TASK REQUIREMENTS:
Reproduce the data below in full and exclude every picture.

══════

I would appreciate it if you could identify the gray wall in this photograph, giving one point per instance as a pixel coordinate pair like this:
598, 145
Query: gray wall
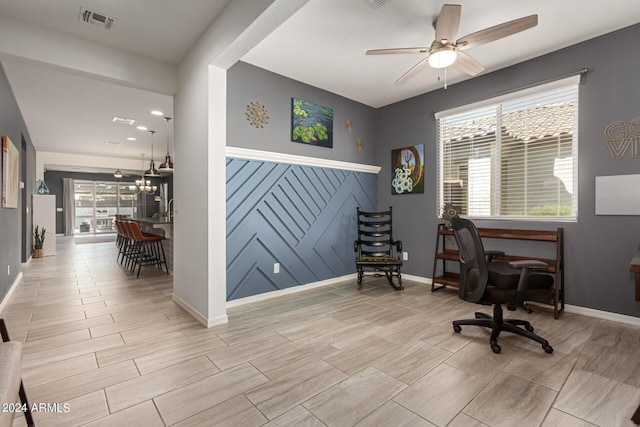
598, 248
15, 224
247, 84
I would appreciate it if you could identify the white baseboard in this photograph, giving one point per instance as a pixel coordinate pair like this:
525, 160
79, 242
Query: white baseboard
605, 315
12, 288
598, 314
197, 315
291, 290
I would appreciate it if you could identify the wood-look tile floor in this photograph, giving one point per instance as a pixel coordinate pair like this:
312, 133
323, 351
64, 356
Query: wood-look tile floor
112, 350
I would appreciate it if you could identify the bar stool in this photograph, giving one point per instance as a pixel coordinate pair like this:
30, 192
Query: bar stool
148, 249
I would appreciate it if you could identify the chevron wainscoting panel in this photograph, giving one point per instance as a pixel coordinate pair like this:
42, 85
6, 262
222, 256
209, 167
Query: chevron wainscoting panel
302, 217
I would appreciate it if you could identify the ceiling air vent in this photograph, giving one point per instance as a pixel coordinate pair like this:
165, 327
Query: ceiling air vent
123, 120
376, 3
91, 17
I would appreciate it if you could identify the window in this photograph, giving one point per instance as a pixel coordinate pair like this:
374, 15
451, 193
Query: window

══════

SOLUTION BELOW:
I would appreciate it if you could identify the gray wall in this photograph, giving one point per instance as a pixel coordinate pair like this:
598, 145
Query: gray wall
598, 248
15, 224
247, 84
I would appreciate it if you could identify the white baseboard in this photograph, giving one point per instance as a pixel coordinate pair like this:
525, 160
79, 242
Query: white baseboard
605, 315
12, 288
598, 314
197, 315
291, 290
I would appreciate it if you could identify the wood-look tile floor in this photograph, giving one point per instance as a pixel coordinate pair like this:
312, 133
323, 351
64, 356
Query: wood-look tile floor
112, 350
I would appreciate it if you could identify the bar stool in this photograph, giving one point per instance as a pixel coordinate pair like this:
30, 192
Query: bar stool
148, 249
I would appreciate it if you could identify the chevron wainscoting panel in this photograph, giving one point per instance as a pixel coordinate pair like this:
42, 85
6, 262
222, 256
209, 167
Query: chevron wainscoting panel
302, 217
I would appreciate it if you could identify the ceiling air vent in this photograph, giving one point per instance as a pixel coordinate pair like this:
165, 327
Query: ceiling air vent
123, 120
376, 3
91, 17
I would appreciate it if you could identify the window in this photograph, giving one point per instance as a pixel coordinate pair like this:
374, 15
451, 193
Query: window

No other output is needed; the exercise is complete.